### Task goal
Reproduce every line of the entries below as a single numbered list, skipping any blank lines.

### Task data
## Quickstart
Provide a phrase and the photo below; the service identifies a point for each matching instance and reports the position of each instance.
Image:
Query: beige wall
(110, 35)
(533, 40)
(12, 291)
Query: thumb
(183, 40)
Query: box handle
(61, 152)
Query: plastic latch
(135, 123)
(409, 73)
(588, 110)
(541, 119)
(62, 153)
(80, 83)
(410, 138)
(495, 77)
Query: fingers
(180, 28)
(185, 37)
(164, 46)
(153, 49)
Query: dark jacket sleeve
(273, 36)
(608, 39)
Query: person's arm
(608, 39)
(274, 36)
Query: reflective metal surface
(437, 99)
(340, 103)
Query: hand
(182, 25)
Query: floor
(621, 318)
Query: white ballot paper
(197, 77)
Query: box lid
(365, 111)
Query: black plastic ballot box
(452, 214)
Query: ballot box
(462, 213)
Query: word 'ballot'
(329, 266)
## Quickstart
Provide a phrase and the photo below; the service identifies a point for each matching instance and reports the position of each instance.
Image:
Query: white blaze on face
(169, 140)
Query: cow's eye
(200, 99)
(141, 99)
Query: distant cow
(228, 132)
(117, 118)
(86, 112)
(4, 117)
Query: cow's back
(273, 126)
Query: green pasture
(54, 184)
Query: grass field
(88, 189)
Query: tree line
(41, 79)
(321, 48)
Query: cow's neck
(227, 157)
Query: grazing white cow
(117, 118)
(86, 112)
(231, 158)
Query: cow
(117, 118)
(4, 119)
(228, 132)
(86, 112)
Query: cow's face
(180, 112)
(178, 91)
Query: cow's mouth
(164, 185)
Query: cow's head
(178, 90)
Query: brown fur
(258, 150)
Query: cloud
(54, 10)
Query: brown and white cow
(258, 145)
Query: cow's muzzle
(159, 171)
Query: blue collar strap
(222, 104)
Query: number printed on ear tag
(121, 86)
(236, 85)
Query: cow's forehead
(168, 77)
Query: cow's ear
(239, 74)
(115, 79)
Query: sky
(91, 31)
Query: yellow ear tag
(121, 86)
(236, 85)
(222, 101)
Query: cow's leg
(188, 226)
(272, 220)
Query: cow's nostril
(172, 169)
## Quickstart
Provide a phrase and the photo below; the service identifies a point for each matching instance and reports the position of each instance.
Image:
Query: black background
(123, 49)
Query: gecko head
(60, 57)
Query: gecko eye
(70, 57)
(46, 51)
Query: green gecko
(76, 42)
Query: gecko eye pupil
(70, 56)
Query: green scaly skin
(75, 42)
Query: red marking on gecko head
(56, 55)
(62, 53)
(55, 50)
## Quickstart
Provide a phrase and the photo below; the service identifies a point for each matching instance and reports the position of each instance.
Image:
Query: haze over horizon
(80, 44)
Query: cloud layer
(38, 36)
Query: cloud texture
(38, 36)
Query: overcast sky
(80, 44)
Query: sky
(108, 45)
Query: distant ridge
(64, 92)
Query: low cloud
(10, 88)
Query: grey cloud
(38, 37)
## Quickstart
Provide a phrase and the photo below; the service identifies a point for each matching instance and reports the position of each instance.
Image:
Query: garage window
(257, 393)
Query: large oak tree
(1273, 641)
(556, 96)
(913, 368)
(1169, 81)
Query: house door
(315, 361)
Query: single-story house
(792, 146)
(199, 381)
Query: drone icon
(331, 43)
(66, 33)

### Response
1. ## Quickstart
2. Provide a phrase and the photo below; the service identifies a point for each matching instance and reports the position of each instance.
3. Image:
4. Query: beige wall
5. (110, 35)
6. (533, 40)
7. (12, 291)
8. Query: thumb
9. (183, 40)
10. Query: box handle
11. (61, 152)
12. Query: plastic latch
13. (135, 123)
14. (409, 73)
15. (588, 110)
16. (541, 119)
17. (62, 153)
18. (80, 83)
19. (410, 138)
20. (495, 77)
21. Query: fingers
22. (180, 28)
23. (185, 37)
24. (164, 46)
25. (153, 49)
26. Query: dark jacket sleeve
27. (273, 36)
28. (608, 39)
29. Query: person's arm
30. (608, 39)
31. (274, 36)
32. Query: reflective metal surface
33. (437, 99)
34. (340, 103)
35. Query: hand
36. (182, 25)
37. Query: floor
38. (621, 318)
39. Query: white ballot paper
40. (197, 77)
41. Query: box lid
42. (365, 111)
43. Query: black plastic ballot box
44. (452, 214)
45. Query: ballot box
46. (462, 213)
47. Query: word 'ballot'
48. (329, 266)
49. ## Quickstart
50. Provide a phrase and the photo below; the service identifies a point for each matching instance and reports the position of each instance.
51. Image:
52. Query: white blaze on face
53. (169, 140)
54. Query: cow's eye
55. (200, 99)
56. (141, 99)
57. Query: distant cow
58. (228, 132)
59. (117, 118)
60. (86, 112)
61. (4, 117)
62. Query: cow's back
63. (273, 126)
64. Query: green pasture
65. (54, 184)
66. Query: grass field
67. (88, 189)
68. Query: tree line
69. (41, 79)
70. (321, 48)
71. Query: cow's neck
72. (227, 157)
73. Query: grazing white cow
74. (117, 118)
75. (86, 112)
76. (231, 158)
77. Query: cow
78. (117, 118)
79. (4, 119)
80. (228, 132)
81. (86, 112)
82. Query: cow's face
83. (180, 112)
84. (178, 91)
85. Query: cow's mouth
86. (164, 185)
87. Query: cow's head
88. (178, 90)
89. Query: brown fur
90. (258, 150)
91. Query: cloud
92. (54, 10)
93. Query: brown and white cow
94. (258, 145)
95. Query: cow's muzzle
96. (159, 171)
97. Query: blue collar strap
98. (222, 104)
99. Query: number printed on ear tag
100. (121, 86)
101. (236, 85)
102. Query: cow's forehead
103. (168, 77)
104. Query: cow's ear
105. (239, 74)
106. (115, 79)
107. Query: sky
108. (91, 31)
109. Query: yellow ear tag
110. (121, 86)
111. (236, 85)
112. (222, 101)
113. Query: cow's leg
114. (188, 226)
115. (272, 220)
116. Query: cow's nostril
117. (172, 169)
118. ## Quickstart
119. Provide a phrase and the photo below; the service identifies a point for each matching instance and reports the position of each instance.
120. Image:
121. Query: black background
122. (123, 49)
123. Query: gecko head
124. (60, 57)
125. Query: gecko eye
126. (70, 57)
127. (46, 51)
128. Query: green gecko
129. (76, 42)
130. Query: gecko eye pupil
131. (70, 56)
132. Query: green scaly skin
133. (75, 42)
134. Query: red marking on gecko head
135. (56, 55)
136. (62, 53)
137. (55, 50)
138. ## Quickstart
139. Provide a phrase and the photo below; the service identifies a point for each matching instance and reports the position of each instance.
140. Image:
141. Query: haze over horizon
142. (80, 44)
143. Query: cloud layer
144. (38, 36)
145. Query: cloud texture
146. (38, 36)
147. Query: overcast sky
148. (80, 44)
149. Query: sky
150. (108, 45)
151. Query: distant ridge
152. (64, 92)
153. Query: low cloud
154. (10, 88)
155. Query: grey cloud
156. (38, 37)
157. ## Quickstart
158. Provide a phrase and the photo below; the service identifies a point for each matching instance and reports the position of each instance.
159. Image:
160. Query: garage window
161. (257, 393)
162. Query: large oak tree
163. (1273, 641)
164. (556, 96)
165. (913, 368)
166. (1169, 81)
167. Query: house door
168. (315, 361)
169. Query: single-story house
170. (792, 146)
171. (199, 381)
172. Query: drone icon
173. (331, 43)
174. (66, 33)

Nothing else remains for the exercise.